» WHAT YOU NEED TO DO:
Continue the passage on how the Higgs field relates to body mass, picking up right after its final sentence.

To start with, mass is not a conserved quantity at the level you are discussing, where elementary particles interact with the Higgs field . Mass is the length of the four-vector representing you.

Secondly your 45 kg mass comes from the classical mechanics mass, where mass is a conserved quantity..

How are these two reconciled? It is because the majority of elementary particles that interact with the Higgs field are tied up in bound states with a fixed four vector mass, called protons and neutrons, and those masses are invariant, and thus mass is conserved, and one can with a very good accuracy find the number of protons+neutrons making up your body, and the Higgs field is not interacting at the level of these bound states.

Part of you, is made up of electrons , and they are elementary particles and their mass is due to the existence of the Higgs field and the breaking of the electroweak symmetry. . The electron mass was acquired back at the cosmological time, andit is fixed, you can call it as being due to the Higgs field if it makes you happy, but it happened once. Now from the video one can estimate that your mass of 45kg is 13.5grms due to the intrinsic mass of the electrons. In addition, in order to be correct with special relativity one should add the four-vectors of those electrons to the four-vectors of the protons and neutrons, but it is simple to consider bound atoms as a whole, where the mass is a fixed conserved quantity.

» EXTRACTED MATERIAL:
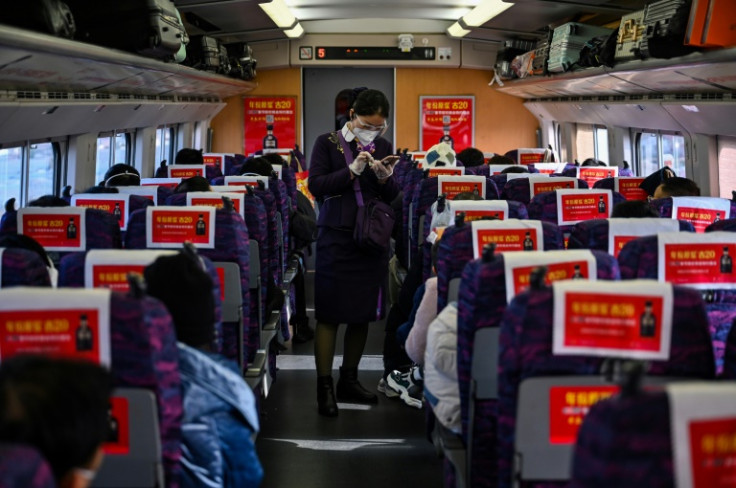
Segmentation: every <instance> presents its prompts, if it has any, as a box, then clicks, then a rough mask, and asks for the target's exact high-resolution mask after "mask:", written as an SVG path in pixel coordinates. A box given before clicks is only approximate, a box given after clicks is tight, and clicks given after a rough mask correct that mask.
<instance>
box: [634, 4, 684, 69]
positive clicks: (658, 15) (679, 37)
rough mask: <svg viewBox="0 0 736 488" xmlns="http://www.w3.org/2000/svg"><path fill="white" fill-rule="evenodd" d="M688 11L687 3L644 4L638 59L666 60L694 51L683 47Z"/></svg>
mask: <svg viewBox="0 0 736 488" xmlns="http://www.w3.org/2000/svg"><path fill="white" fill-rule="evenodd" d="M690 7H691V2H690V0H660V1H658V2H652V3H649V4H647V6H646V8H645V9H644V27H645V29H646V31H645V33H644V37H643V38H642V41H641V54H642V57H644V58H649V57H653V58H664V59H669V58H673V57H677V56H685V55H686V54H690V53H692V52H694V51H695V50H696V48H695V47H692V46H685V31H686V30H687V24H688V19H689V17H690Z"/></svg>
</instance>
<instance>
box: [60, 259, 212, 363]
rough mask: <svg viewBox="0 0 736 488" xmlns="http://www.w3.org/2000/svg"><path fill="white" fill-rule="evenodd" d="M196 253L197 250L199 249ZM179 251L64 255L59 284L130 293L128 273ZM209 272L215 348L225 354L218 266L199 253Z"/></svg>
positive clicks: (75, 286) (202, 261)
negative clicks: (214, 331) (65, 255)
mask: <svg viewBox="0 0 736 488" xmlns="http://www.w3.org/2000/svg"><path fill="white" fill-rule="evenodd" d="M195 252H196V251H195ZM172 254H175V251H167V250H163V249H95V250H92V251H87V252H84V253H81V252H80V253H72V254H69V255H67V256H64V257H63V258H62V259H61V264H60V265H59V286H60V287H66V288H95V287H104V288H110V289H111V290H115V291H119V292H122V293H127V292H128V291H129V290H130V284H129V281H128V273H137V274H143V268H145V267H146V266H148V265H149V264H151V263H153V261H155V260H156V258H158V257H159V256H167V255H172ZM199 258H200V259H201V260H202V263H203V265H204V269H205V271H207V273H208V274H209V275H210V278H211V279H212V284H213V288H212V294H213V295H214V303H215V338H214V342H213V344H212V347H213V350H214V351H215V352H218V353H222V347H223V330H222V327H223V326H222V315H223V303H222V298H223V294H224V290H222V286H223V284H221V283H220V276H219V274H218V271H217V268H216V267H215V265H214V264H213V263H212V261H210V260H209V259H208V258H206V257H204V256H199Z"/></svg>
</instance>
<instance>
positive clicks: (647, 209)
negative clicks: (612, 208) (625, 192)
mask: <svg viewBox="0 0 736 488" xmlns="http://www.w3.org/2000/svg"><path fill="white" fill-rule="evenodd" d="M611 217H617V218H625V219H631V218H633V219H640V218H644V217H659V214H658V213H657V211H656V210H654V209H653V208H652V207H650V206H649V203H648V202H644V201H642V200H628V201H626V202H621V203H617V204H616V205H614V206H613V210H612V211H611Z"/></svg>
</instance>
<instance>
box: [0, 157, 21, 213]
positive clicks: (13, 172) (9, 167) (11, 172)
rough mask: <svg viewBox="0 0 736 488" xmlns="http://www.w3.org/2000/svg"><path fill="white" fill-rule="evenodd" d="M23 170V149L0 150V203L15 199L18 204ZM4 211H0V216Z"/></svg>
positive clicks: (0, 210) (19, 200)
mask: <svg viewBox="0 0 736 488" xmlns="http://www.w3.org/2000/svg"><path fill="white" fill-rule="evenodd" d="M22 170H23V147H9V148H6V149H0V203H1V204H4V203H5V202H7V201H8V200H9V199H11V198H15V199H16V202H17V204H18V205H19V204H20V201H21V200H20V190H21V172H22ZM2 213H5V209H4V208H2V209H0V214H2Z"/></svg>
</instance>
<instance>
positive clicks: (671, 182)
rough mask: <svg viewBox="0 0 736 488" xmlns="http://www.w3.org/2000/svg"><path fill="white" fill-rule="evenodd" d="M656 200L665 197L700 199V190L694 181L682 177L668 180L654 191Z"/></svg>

» ANSWER:
So it is the quantum mechanical binding into stable configarations of elementary particles into nucleons and atoms that allows for conservation and stability of mass.

Thus the percentages you envisage are strictly not calculable . Even the much simpler question of "how much is the proton mass dependent on the Higgs field cannot be answered , as the proton is a complicated bound state as seen in this article , with innumerable four vectors added to create the bound state. (The 1% estimate of Cosmas would also apply, statistically .)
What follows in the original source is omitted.